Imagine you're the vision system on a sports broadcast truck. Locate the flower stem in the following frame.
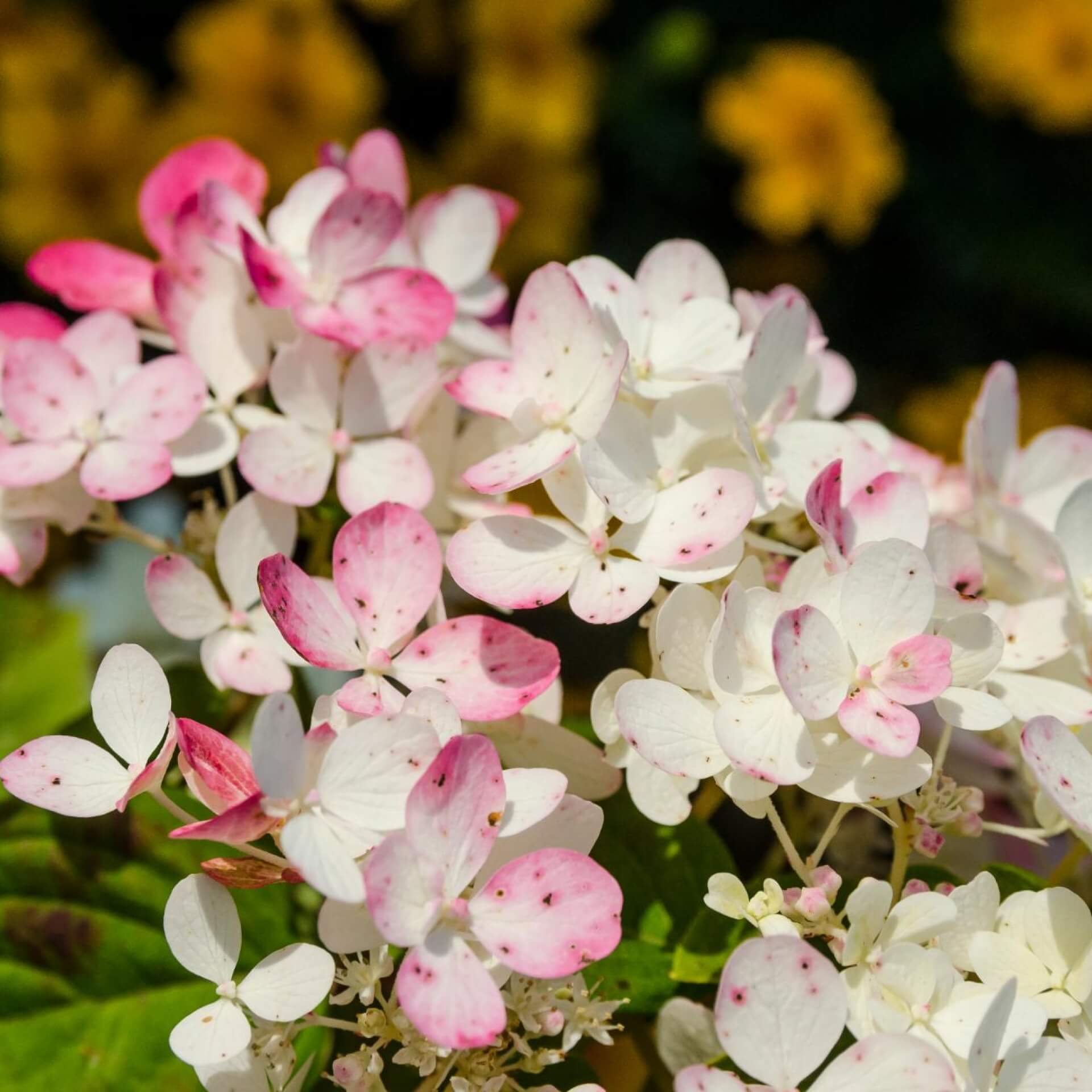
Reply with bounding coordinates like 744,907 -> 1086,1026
766,796 -> 812,887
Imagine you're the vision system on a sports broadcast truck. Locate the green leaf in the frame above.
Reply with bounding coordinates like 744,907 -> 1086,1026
986,862 -> 1046,900
0,585 -> 90,757
592,793 -> 735,947
672,907 -> 748,985
583,939 -> 675,1014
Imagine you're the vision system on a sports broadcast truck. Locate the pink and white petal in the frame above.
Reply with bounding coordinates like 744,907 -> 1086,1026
201,629 -> 292,694
566,342 -> 629,440
772,606 -> 853,721
411,185 -> 500,291
144,553 -> 228,641
60,310 -> 141,402
390,615 -> 560,721
307,185 -> 402,284
444,361 -> 528,419
0,736 -> 131,819
0,440 -> 85,489
363,833 -> 444,945
615,679 -> 729,777
258,553 -> 363,672
344,129 -> 410,208
215,493 -> 297,610
333,502 -> 444,648
500,767 -> 568,838
469,849 -> 622,978
395,928 -> 507,1050
239,227 -> 307,308
841,539 -> 936,665
569,553 -> 660,626
715,936 -> 847,1089
336,436 -> 433,514
342,343 -> 440,438
0,518 -> 49,588
0,338 -> 101,440
404,735 -> 504,895
335,672 -> 403,717
804,731 -> 933,804
177,717 -> 259,812
280,812 -> 363,903
636,239 -> 729,318
838,686 -> 921,758
445,513 -> 591,609
171,792 -> 278,845
171,410 -> 239,477
963,361 -> 1020,490
463,428 -> 577,496
1020,717 -> 1092,831
80,440 -> 173,500
239,421 -> 334,508
512,262 -> 611,417
674,1066 -> 748,1092
270,334 -> 342,432
611,469 -> 755,566
26,239 -> 156,316
317,899 -> 387,956
308,268 -> 456,348
713,693 -> 816,785
90,644 -> 171,766
171,997 -> 250,1066
487,716 -> 621,800
138,138 -> 268,255
845,471 -> 929,553
626,756 -> 700,826
872,634 -> 952,705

**Written request:** Rewrite all of the rows above, substituting "traffic monitoring camera" for each occurrence of "sports broadcast truck" and keeping everything else unchanged. Omit the pictures from your version.

**Solved problem:**
Imagine you're the vision system on a traffic monitoring camera. Locate the flower stem in the following frame.
Reply with bounding coordinates like 744,907 -> 1086,1026
766,796 -> 812,887
Imagine you're the vision system on a traffic monitoring camera. Locate the green leaf in the frame above.
Reply with bounding coordinates like 744,907 -> 1086,1026
986,862 -> 1046,900
0,585 -> 90,757
592,793 -> 735,947
672,907 -> 748,985
583,939 -> 675,1014
Imagine you're the vision system on a traffic monitoring camera. Locate the pink and white petal in the frame above.
Reply with bounding coordinates like 744,907 -> 1086,1026
201,629 -> 292,694
566,342 -> 629,440
772,606 -> 853,721
411,185 -> 500,291
144,553 -> 228,641
60,310 -> 141,402
390,615 -> 560,721
307,185 -> 402,284
444,361 -> 528,419
0,736 -> 131,819
0,440 -> 85,489
363,833 -> 444,945
615,679 -> 729,777
258,553 -> 363,672
344,129 -> 410,208
215,493 -> 297,610
333,502 -> 444,648
500,767 -> 568,838
469,849 -> 622,978
395,928 -> 507,1050
239,227 -> 307,308
841,539 -> 936,665
569,553 -> 660,626
715,936 -> 847,1089
336,436 -> 433,514
342,343 -> 440,438
0,518 -> 49,588
0,338 -> 101,440
404,735 -> 504,895
335,672 -> 403,717
804,731 -> 933,804
177,717 -> 259,812
280,812 -> 363,903
636,239 -> 729,318
838,686 -> 921,758
445,513 -> 591,609
171,792 -> 278,845
171,410 -> 239,477
963,361 -> 1020,490
463,428 -> 577,496
1020,717 -> 1092,831
80,440 -> 173,500
239,421 -> 334,508
512,262 -> 611,417
674,1066 -> 748,1092
270,334 -> 342,432
611,469 -> 755,566
26,239 -> 156,316
317,899 -> 387,956
308,268 -> 456,348
713,693 -> 816,785
90,644 -> 171,766
171,997 -> 250,1066
487,716 -> 621,800
138,138 -> 268,255
845,471 -> 929,553
626,756 -> 700,826
872,634 -> 952,705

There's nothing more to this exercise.